** Opening Dataset records block **
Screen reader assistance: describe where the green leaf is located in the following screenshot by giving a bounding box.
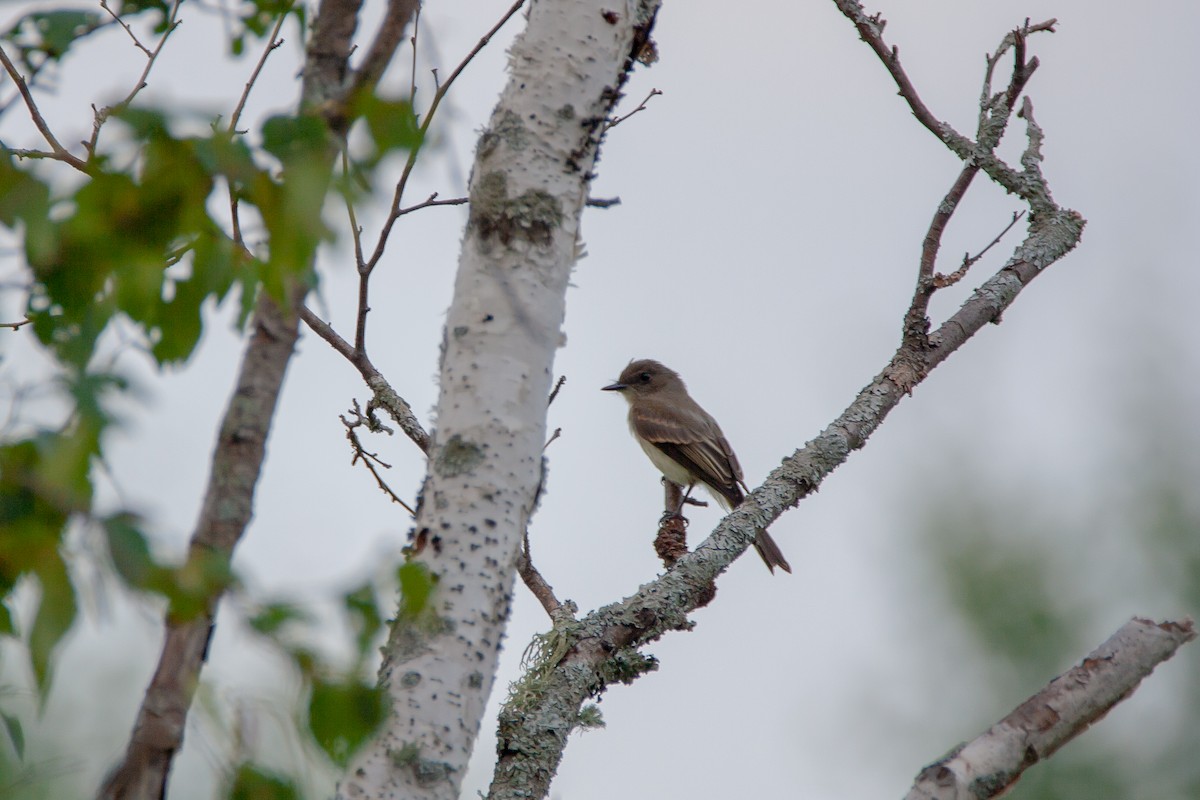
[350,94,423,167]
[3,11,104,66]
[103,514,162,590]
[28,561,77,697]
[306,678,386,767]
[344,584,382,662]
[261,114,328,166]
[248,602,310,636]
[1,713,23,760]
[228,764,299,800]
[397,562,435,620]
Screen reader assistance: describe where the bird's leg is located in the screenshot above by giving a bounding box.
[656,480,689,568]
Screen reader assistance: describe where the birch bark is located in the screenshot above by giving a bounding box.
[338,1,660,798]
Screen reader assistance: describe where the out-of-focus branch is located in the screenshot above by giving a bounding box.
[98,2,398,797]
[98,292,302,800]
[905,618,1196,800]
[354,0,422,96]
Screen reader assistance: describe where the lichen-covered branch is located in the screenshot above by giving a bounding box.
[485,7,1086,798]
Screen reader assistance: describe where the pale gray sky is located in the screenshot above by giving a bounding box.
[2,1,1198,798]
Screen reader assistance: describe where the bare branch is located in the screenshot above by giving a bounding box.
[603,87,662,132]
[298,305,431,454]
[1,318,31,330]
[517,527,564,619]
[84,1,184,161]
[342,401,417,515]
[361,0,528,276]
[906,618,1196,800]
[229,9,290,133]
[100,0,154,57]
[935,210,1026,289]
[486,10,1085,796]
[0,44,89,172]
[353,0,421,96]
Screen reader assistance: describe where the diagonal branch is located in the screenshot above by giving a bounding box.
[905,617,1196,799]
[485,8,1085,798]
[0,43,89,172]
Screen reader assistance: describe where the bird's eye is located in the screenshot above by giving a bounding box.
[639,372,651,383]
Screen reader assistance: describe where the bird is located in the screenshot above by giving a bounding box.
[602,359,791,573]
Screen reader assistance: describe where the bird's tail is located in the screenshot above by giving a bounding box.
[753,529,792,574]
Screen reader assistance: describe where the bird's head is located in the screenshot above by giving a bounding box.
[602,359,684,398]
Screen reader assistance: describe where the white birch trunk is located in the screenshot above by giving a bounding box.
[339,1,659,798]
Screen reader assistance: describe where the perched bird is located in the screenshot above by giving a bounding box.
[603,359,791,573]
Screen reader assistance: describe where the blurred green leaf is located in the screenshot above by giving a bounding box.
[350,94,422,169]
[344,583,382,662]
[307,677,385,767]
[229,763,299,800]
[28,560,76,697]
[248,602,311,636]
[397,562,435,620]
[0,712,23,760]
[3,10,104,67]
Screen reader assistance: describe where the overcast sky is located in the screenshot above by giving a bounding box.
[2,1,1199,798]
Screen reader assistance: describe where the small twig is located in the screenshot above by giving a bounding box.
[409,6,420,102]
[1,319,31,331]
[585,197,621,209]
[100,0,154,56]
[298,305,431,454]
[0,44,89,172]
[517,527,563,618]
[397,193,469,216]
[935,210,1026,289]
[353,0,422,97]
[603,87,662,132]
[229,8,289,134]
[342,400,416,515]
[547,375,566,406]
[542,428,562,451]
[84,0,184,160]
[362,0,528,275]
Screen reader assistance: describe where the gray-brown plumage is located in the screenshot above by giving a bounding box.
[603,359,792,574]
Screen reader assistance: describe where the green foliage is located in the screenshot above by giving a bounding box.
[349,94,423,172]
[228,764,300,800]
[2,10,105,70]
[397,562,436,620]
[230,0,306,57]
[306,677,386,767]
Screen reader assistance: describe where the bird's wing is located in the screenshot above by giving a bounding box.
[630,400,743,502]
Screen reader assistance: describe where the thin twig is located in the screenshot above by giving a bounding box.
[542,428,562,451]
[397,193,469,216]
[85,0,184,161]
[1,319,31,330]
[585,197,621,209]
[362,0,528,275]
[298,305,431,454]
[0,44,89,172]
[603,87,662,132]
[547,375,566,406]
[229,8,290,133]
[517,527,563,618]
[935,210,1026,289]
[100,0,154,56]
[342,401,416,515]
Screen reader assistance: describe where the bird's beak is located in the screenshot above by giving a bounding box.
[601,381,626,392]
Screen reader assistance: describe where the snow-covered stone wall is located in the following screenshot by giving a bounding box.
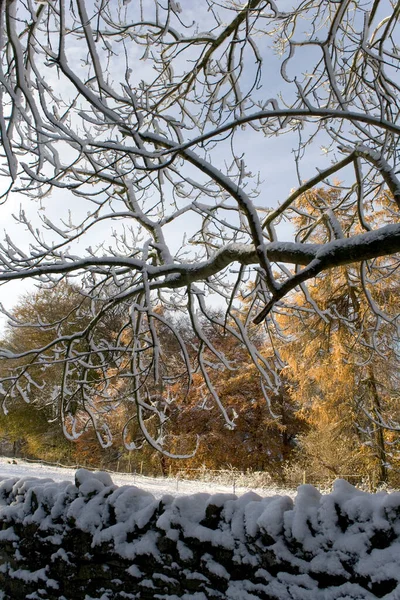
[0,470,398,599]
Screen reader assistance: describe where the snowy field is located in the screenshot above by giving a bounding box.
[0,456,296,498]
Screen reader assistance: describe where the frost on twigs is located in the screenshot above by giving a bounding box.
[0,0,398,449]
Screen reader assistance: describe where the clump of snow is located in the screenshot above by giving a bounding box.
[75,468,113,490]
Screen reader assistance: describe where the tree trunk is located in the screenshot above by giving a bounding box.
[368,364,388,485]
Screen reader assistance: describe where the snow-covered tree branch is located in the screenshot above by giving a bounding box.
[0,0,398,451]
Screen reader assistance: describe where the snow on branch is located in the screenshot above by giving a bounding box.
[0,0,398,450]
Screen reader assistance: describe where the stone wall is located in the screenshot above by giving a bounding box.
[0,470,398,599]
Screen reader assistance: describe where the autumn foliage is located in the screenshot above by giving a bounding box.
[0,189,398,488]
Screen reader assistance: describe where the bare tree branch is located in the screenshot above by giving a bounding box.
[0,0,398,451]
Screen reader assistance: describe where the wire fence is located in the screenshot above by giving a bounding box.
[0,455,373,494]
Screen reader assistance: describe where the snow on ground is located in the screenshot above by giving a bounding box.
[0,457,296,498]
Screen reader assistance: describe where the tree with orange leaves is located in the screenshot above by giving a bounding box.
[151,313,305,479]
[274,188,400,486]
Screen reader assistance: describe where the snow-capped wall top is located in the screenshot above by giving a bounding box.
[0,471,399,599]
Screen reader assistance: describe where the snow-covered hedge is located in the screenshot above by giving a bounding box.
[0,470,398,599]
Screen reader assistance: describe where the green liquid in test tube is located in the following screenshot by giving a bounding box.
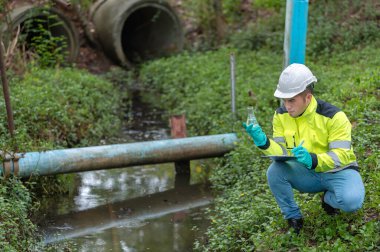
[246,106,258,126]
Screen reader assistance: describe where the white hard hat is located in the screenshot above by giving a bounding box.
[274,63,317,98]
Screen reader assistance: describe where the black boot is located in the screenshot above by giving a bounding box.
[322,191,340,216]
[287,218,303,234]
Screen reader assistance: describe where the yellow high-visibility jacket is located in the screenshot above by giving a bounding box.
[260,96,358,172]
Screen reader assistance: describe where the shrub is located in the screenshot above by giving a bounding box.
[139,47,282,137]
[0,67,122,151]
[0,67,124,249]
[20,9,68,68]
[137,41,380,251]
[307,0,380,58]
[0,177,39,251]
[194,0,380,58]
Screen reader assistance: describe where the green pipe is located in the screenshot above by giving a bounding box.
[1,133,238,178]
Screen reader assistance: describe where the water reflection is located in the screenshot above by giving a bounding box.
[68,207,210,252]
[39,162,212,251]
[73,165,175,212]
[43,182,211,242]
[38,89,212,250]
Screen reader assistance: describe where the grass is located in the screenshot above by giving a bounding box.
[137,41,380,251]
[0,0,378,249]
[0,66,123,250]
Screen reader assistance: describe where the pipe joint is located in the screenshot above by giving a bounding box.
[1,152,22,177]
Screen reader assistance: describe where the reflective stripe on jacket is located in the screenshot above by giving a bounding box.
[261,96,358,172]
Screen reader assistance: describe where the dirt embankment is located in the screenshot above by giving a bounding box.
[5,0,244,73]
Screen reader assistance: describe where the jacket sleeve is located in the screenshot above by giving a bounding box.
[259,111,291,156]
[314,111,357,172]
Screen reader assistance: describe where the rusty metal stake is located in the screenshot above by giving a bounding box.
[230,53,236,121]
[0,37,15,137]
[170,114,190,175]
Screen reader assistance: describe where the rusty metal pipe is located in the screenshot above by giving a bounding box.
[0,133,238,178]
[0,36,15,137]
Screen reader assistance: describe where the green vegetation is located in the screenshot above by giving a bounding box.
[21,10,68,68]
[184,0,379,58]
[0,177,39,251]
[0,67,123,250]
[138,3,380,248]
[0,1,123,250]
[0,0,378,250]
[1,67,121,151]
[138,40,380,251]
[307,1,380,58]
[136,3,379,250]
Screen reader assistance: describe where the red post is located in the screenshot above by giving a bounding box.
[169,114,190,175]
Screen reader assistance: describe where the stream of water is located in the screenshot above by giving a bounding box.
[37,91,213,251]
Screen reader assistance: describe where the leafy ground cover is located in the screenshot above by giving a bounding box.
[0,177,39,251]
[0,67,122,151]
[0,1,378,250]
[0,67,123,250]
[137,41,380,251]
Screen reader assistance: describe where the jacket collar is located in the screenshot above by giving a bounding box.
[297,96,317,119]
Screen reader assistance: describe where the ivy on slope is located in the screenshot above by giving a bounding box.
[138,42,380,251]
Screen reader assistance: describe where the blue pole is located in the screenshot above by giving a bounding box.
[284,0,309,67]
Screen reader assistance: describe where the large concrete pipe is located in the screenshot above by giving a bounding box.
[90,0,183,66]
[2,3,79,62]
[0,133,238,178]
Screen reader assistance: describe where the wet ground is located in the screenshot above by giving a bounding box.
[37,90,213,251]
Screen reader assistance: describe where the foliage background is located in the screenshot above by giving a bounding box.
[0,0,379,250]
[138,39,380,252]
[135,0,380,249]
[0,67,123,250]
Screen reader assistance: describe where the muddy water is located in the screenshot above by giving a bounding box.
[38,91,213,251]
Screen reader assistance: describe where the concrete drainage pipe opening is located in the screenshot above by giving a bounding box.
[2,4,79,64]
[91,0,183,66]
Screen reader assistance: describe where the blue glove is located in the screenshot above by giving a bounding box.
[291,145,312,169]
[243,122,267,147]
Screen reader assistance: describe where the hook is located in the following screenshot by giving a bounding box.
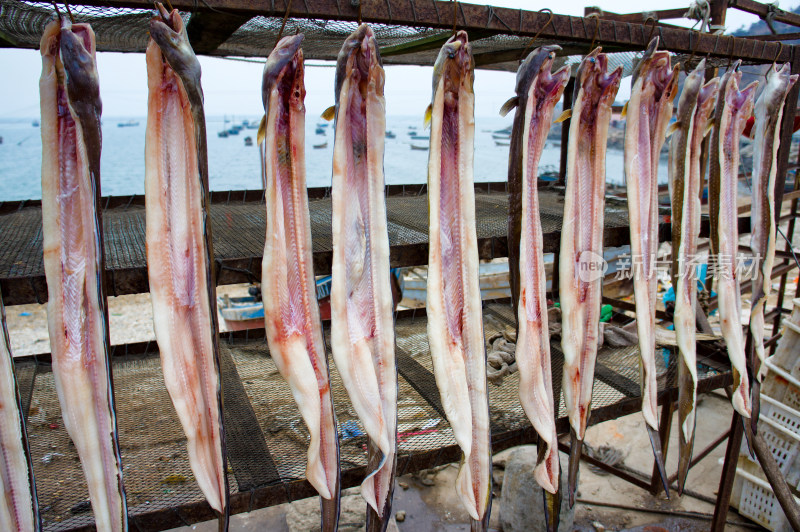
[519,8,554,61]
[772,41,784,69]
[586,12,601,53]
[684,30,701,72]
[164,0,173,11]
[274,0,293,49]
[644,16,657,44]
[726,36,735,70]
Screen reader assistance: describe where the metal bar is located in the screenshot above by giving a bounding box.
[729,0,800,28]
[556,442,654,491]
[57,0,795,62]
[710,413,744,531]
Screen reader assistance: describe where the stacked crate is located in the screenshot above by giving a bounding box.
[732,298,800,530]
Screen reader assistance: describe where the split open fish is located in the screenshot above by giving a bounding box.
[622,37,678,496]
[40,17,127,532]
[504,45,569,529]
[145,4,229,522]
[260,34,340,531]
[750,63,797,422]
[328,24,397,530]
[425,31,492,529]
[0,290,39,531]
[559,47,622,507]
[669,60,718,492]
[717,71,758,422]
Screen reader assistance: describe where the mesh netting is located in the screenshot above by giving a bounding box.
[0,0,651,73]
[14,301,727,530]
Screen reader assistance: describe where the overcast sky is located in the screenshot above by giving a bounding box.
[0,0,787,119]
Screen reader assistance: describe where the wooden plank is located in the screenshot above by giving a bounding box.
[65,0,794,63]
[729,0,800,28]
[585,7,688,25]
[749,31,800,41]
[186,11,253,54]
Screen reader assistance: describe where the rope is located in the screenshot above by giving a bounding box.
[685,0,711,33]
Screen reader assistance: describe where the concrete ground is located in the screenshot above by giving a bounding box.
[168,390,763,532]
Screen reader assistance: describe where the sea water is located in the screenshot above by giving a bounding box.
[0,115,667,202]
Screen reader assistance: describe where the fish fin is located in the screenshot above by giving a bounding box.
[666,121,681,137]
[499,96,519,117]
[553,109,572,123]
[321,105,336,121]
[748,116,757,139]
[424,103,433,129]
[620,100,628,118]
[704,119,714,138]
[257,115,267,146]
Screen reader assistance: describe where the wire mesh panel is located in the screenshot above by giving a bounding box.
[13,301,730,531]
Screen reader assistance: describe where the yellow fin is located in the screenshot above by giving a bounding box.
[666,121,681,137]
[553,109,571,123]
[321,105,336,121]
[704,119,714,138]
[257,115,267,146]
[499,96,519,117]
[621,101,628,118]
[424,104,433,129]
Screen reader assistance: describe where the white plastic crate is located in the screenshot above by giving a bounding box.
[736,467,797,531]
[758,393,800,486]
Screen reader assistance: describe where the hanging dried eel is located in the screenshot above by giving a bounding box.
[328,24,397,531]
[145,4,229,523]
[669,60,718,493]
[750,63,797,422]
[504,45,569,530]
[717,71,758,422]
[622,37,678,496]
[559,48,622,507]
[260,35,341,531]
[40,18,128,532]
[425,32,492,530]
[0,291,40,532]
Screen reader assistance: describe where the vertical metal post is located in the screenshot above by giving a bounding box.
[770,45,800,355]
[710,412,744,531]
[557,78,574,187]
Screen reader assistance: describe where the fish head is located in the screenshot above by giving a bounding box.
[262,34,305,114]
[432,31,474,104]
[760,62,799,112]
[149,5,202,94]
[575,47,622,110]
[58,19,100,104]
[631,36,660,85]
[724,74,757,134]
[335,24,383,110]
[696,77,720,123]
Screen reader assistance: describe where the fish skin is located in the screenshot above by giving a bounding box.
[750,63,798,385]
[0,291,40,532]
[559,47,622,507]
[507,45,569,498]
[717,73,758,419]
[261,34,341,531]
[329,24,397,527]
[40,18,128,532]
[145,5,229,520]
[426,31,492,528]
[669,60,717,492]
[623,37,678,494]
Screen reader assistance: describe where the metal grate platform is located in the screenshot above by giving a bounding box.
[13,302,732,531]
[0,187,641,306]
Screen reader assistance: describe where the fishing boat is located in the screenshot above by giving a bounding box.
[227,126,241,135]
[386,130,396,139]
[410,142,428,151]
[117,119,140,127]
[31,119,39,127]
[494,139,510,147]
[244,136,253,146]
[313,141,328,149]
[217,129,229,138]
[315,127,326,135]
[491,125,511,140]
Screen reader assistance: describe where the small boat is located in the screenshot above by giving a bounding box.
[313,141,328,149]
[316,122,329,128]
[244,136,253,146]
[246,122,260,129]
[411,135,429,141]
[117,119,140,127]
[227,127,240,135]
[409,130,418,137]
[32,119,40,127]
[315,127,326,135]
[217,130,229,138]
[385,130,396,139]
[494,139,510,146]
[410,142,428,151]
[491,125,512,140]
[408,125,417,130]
** Closing Dataset records block **
Task goal
Begin with the line that contains "Screen reader assistance: describe where the small boat" and quote each line after it exactly, stopping after the last line of the data.

Solution to this task
Screen reader assistance: describe where the small boat is located in the screenshot above by giving a bounding box.
[313,141,328,149]
[316,122,329,128]
[244,136,253,146]
[246,122,260,129]
[411,135,429,141]
[117,119,140,127]
[227,127,240,135]
[409,130,418,137]
[32,119,40,127]
[315,127,326,135]
[217,130,229,138]
[385,130,396,139]
[494,139,510,146]
[410,142,428,151]
[491,125,512,140]
[408,125,417,130]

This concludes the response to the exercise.